Let $T$ be a splay tree with $n$ keys.
Let $w$ be some node in $T$ .
Let $s i z e (w)$ be the number of nodes in the subtree rooted as $w$ .
- $s i z e (w)$ $=$ $1$ $+$ $s i z e (l e f t (w))$ $+$ $s i z e (r i g h t (w))$ .
Let rank $r (w) = l o g_{2} (s i z e (w))$ .

Rank is basically a measure of the balance of your tree. Lowering rank means better lookup. To analyze the runtime, let's break this down into scenarios and analyze the change in rank ( $Δ r$ ). $Δ r$ is, essentially, our "savings" from doing the rotation. This savings comes from us making the tree more balanced, so it is easier to look up in future.

#### Zig-Zig

Suppose we have nodes $x$ , $y$ , and $z$ , that are being involved in a splay operation. Let $r^{'} (w)$ be the rank after splaying.

$r^{'} (x) = r (z)$ $r^{'} (y) \leq r^{'} (x)$ $r (x) \leq r (y)$

## 2-4 Trees

2-4 trees are actually a special type of [A-B Trees]. They can have more than 2 children.

*JOB:* In the passage on splay trees, what is rank described as a measure of?

*DATA LINES:*
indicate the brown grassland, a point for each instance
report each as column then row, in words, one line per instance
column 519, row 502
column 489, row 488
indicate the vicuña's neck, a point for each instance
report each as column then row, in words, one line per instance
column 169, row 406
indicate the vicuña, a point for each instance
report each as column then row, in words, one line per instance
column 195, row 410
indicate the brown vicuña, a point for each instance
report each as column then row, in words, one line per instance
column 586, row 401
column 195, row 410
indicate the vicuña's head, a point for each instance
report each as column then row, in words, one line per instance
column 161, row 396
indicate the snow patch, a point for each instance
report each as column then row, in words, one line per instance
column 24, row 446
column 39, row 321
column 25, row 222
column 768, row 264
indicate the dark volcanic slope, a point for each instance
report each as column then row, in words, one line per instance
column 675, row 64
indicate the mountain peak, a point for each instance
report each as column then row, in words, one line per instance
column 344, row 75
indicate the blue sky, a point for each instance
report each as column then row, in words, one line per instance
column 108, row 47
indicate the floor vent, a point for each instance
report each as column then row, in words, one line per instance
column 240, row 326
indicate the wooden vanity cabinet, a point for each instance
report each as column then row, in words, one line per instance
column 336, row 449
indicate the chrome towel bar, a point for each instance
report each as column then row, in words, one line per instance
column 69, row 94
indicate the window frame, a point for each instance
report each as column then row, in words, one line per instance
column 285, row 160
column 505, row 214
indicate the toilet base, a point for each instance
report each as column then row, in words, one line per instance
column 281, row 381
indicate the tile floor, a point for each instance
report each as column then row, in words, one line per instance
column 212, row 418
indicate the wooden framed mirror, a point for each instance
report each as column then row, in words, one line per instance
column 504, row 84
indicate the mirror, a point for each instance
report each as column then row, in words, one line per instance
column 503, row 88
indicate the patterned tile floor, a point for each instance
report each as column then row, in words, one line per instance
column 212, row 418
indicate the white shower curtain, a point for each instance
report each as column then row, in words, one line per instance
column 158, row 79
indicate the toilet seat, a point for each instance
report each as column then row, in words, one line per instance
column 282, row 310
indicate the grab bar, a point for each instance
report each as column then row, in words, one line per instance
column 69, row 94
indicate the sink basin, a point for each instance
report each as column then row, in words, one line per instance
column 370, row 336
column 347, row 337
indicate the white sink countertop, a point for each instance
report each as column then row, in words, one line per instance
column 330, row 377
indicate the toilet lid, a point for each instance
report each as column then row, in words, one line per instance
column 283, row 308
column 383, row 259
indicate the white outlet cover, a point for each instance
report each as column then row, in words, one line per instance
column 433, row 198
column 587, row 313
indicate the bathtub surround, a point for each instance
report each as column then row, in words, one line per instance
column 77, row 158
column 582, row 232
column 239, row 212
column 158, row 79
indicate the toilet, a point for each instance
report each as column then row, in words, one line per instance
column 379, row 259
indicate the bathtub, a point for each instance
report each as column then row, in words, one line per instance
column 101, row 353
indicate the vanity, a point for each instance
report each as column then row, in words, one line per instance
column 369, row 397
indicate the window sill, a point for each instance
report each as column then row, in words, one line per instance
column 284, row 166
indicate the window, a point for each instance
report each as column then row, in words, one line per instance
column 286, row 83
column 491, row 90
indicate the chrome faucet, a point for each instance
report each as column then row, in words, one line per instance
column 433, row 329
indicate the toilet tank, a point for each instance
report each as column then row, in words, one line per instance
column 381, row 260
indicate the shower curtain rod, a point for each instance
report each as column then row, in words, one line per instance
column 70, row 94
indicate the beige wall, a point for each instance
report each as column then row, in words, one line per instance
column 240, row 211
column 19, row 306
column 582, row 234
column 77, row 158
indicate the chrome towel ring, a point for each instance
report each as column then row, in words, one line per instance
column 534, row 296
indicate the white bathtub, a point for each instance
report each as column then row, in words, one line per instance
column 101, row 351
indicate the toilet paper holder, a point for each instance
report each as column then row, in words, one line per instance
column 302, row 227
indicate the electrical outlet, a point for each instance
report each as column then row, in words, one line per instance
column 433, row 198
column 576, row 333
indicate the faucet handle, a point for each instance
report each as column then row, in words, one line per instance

*WRITTEN ANSWER:* The balance of the tree.